Start

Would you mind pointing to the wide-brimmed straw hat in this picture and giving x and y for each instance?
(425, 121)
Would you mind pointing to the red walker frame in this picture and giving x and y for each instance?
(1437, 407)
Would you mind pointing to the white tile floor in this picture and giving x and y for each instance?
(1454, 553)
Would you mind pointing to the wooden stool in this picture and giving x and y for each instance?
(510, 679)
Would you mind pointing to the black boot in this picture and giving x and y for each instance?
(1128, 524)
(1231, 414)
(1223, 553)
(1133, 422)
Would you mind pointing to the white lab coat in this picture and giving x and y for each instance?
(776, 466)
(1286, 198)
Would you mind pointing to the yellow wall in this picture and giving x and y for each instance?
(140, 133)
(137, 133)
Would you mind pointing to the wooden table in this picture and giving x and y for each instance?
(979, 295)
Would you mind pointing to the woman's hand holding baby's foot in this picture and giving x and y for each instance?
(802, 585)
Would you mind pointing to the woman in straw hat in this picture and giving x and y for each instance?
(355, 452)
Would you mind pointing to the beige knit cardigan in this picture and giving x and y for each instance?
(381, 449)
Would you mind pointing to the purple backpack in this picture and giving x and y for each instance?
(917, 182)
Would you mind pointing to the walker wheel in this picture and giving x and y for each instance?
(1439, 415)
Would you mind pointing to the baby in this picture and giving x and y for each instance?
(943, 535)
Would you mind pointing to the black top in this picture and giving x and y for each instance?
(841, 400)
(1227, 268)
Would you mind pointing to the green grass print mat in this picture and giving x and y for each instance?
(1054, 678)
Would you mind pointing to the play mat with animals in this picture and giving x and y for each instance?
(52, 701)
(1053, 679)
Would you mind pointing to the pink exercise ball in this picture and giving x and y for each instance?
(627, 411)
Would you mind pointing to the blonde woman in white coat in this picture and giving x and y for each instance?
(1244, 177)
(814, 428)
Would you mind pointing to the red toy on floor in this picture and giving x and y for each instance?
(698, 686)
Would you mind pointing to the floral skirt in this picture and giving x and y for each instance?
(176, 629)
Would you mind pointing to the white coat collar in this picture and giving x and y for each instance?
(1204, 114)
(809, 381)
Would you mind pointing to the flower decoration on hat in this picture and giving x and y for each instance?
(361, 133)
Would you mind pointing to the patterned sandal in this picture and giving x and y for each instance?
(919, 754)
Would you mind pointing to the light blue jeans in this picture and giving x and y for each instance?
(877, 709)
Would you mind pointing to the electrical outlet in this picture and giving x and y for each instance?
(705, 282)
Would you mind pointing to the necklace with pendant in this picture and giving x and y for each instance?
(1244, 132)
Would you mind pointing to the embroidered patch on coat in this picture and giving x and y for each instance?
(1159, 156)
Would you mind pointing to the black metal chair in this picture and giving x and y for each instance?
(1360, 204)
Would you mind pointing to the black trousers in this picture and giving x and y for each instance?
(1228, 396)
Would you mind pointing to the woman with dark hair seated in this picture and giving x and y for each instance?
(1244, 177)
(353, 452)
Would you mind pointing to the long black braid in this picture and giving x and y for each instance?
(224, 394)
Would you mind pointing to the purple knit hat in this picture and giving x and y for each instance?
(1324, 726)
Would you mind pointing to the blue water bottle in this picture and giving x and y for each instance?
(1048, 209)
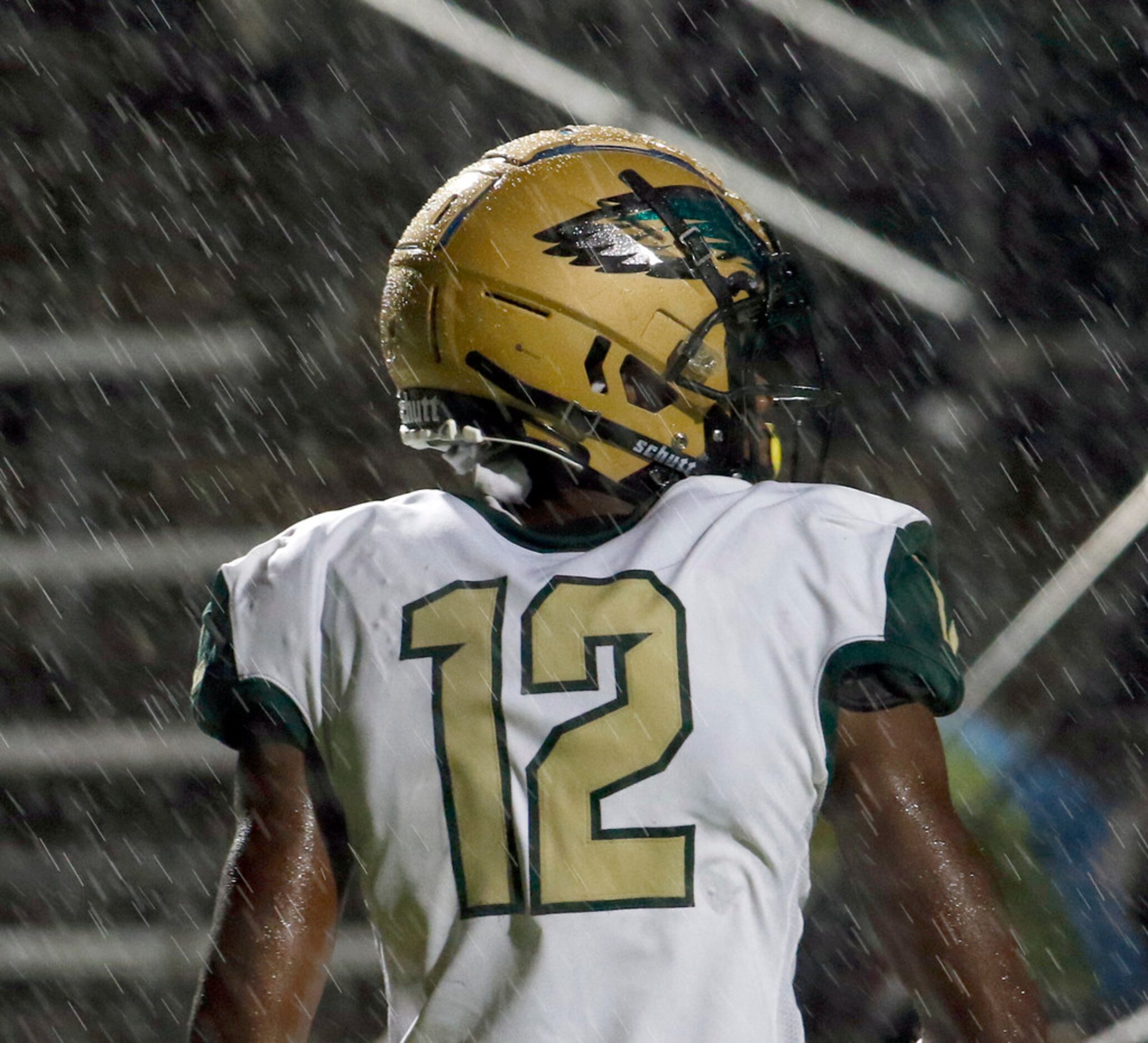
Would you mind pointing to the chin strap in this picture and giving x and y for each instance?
(449, 434)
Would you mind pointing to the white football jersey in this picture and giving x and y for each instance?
(580, 772)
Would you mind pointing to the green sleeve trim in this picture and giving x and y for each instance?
(828, 713)
(917, 661)
(226, 707)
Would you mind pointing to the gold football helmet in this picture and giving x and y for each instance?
(598, 297)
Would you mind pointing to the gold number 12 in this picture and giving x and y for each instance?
(576, 864)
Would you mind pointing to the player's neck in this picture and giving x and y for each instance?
(572, 505)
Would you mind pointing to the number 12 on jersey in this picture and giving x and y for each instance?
(575, 864)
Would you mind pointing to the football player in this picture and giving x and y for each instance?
(576, 731)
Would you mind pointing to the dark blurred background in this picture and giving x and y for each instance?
(198, 199)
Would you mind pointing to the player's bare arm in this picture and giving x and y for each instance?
(278, 904)
(929, 890)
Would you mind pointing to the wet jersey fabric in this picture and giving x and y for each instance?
(580, 771)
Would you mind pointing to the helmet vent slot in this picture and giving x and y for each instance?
(594, 360)
(646, 388)
(534, 309)
(445, 209)
(433, 308)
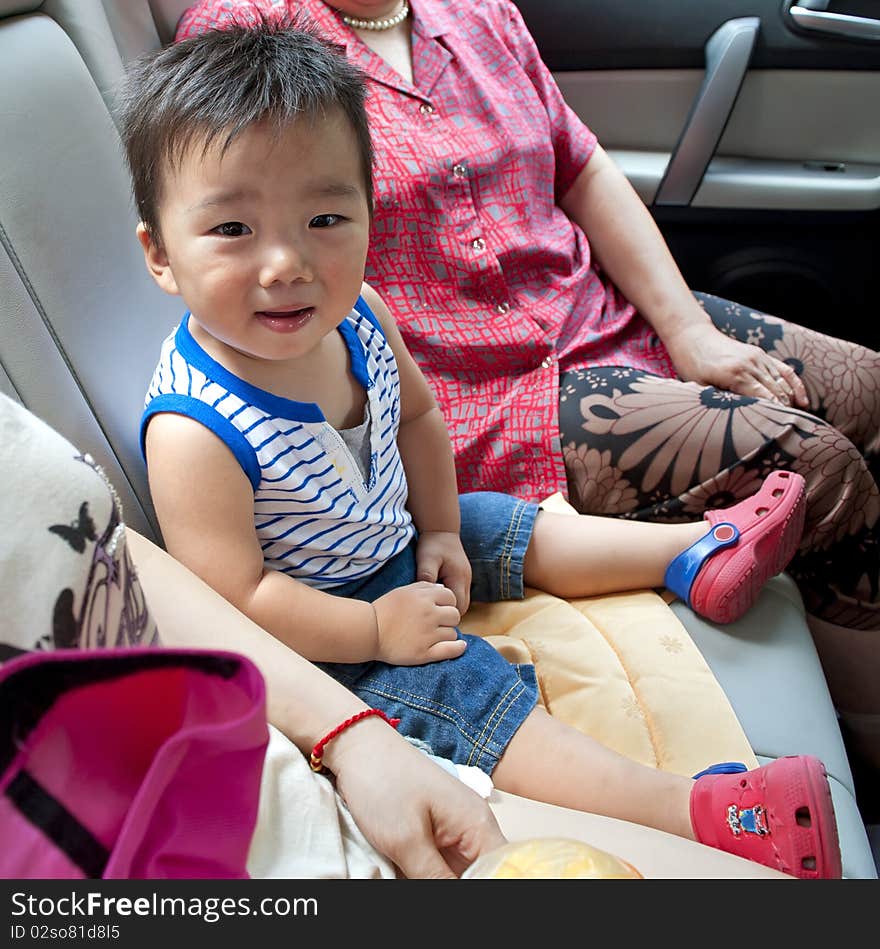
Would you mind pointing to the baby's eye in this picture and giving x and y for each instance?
(232, 229)
(325, 220)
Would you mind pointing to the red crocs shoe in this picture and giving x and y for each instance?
(720, 575)
(780, 815)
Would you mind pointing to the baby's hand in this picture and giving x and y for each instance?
(416, 624)
(440, 558)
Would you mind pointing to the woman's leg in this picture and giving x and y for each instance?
(649, 448)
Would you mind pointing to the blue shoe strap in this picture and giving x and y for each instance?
(725, 767)
(683, 570)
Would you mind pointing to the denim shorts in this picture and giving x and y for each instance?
(466, 709)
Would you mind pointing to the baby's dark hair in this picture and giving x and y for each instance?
(216, 85)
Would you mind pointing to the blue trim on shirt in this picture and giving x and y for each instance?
(357, 354)
(213, 421)
(275, 405)
(364, 309)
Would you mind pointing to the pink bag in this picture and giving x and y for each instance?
(134, 763)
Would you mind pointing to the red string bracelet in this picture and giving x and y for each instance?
(318, 751)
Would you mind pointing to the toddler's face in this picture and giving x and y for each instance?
(266, 243)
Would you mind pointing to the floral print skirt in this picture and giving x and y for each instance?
(644, 447)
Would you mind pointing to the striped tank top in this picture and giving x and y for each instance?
(316, 516)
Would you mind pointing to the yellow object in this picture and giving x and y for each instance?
(550, 858)
(622, 669)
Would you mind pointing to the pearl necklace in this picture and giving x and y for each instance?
(379, 23)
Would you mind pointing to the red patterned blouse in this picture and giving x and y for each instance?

End

• STATED TASK:
Reproduce every entry above word for word, leaving out the pictures.

• ANSWER TO THE EXERCISE:
Would you mind pointing to the wide-brimmed straw hat in this picture and giving x and y for each instance?
(425, 121)
Would you mind pointing to the red walker frame in this picture and giving x and y for each instance?
(1437, 407)
Would you mind pointing to the white tile floor in this picture and giving x and y for each instance?
(1454, 553)
Would you mind pointing to the wooden stool in this picture and giving x and y for each instance?
(510, 679)
Would you mind pointing to the black boot in this picture and giving x and y for each instance?
(1128, 524)
(1231, 414)
(1223, 553)
(1133, 422)
Would you mind pointing to the white lab coat in this picture and giving x and y for each instance?
(776, 466)
(1286, 198)
Would you mind pointing to the yellow wall in this picture and giving x and y for each instance?
(140, 133)
(137, 133)
Would you mind pointing to the wooden table in this picture and giving x and y for each instance?
(979, 295)
Would you mind pointing to the woman's hand holding baby's foot in this picture and giving x and y for each instance?
(802, 585)
Would you mind pointing to the woman in straw hat in this picture and giving x and y for each instance?
(355, 452)
Would you mind pointing to the beige knit cardigan in this picture and giving x and y for each instance?
(381, 449)
Would you mind pointing to the purple backpack in this picture and giving x and y for each instance?
(917, 182)
Would you mind pointing to the walker wheel in this picture and giving x and y for each instance?
(1439, 415)
Would you mind pointing to the baby in this picture and giving x and y for each instance?
(943, 535)
Would you mind pointing to the black top in this picture and giving x and y for each instance?
(841, 400)
(1227, 268)
Would you mind pointing to the green grass print mat in this picture and giving x and y for each instance?
(1054, 678)
Would you mind pointing to the play mat with animals in this picture and giving x and y for each instance?
(52, 701)
(1053, 679)
Would you mind pointing to the pink exercise ball in this picture and giving x and y for each instance?
(627, 411)
Would you mind pointing to the blonde woman in white coat in this picture and giving x and y for each instance?
(1244, 177)
(814, 428)
Would you mind pointing to the red toy on floor in this picture and giving x and y for each instance?
(698, 686)
Would you mind pointing to the floral skirt in this picture and giving x and y for each instance?
(176, 629)
Would you mind pointing to the white coat collar in this picture and giving x and y for each instance?
(1204, 114)
(809, 381)
Would you mind pointing to the flower decoration on hat in this picture and giving x and y for each instance?
(361, 133)
Would you mind pointing to the patterned sandal in this picture and giving x and y for each instance?
(919, 754)
Would you mind pointing to the light blue jeans in this picture and giving x and y for each instance?
(877, 709)
Would you mind pointing to the electrical outlet in this picture and giving x and y for each instance?
(705, 282)
Would you mind pointing to the necklace with pendant in this picture and giving x and y for each instance?
(1244, 132)
Would you mind pointing to the embroidered patch on coat in this picture and giving x and y for each instance?
(1159, 156)
Would you mind pointing to the black metal chair in this picture and giving x and y for each instance?
(1360, 204)
Would you mind pointing to the black trousers in this picture and giving x and y for each instance?
(1228, 396)
Would you mind pointing to the woman with dark hair seated in this picture and giving x and y for each instance?
(1244, 177)
(353, 452)
Would you mind pointing to the long black braid in this picture and giving x and y for each instance?
(224, 394)
Would you mind pointing to the purple knit hat in this picture and giving x and y for each instance?
(1324, 726)
Would you mind pointing to the blue water bottle in this picture and giving x and y for each instance?
(1048, 209)
Would you mind pointing to the chin strap in this picture and giving x and y for each instance?
(449, 434)
Would you mind pointing to the white football jersey in this picture and giving x and y for each instance?
(580, 772)
Would you mind pointing to the green sleeve trim in this picture and giving x and y for each instance?
(828, 713)
(917, 661)
(226, 707)
Would you mind pointing to the gold football helmet in this picture and giving x and y for each instance?
(598, 297)
Would you mind pointing to the gold number 12 in this picture and giving x and y for each instance?
(576, 864)
Would you mind pointing to the player's neck in this picture and giving x and y for each instance?
(572, 505)
Would you mind pointing to the number 12 on jersey in this picture and giving x and y for each instance?
(575, 864)
Would you mind pointing to the football player in this picture and giving x and y for each instance?
(576, 731)
Would you mind pointing to the dark blurred background in this picture and giving x and y for each instance?
(198, 199)
Would you mind pointing to the player's bare arm in this picture and giving x and y for each instance?
(278, 904)
(929, 890)
Would you mind pointing to the wet jersey fabric in this picture and giving x and y for each instance?
(580, 771)
Would you mind pointing to the helmet vent slot in this picture and giving x and y for each instance?
(594, 360)
(646, 388)
(534, 309)
(445, 209)
(433, 308)
Would you mind pointing to the baby's eye in this picture and giving x and y for each instance?
(232, 229)
(325, 220)
Would you mind pointing to the red crocs shoe in this picture and giving x and y for each instance?
(720, 575)
(780, 815)
Would you mind pointing to the baby's hand in this picture and giving x and y for each instance?
(416, 624)
(440, 558)
Would you mind pointing to the woman's leg in this picture and giving x and y for each instance?
(649, 448)
Would you mind pointing to the blue shoe strap in this picture and giving x and y for each instance?
(725, 767)
(683, 570)
Would you mind pointing to the denim shorts in this picture and giving x and y for each instance?
(466, 709)
Would you mind pointing to the baby's dark hair in this picture and giving x and y for each instance?
(216, 85)
Would you mind pointing to the blue trim on shirt in this picture and giving x and y for each instance?
(357, 354)
(213, 421)
(275, 405)
(364, 309)
Would you mind pointing to the pink bag in this picture and giving x and y for each instance?
(134, 763)
Would you mind pointing to the red string bracelet in this picture and giving x and y for each instance?
(318, 751)
Would you mind pointing to the toddler's face in this picture and giving x and y for each instance?
(266, 243)
Would you mind pointing to the floral print skirt in this picture and giving x and y for each instance?
(644, 447)
Would you mind pointing to the striped tank top in this picture and giving x and y for each instance?
(316, 516)
Would you mind pointing to the yellow object in this picture and giving x and y for each instance?
(550, 858)
(622, 669)
Would you mind pointing to the pearl necklace in this picture and giving x and y for each instance?
(379, 23)
Would you mind pointing to the red patterned blouse in this picture and giving x and y for each instance?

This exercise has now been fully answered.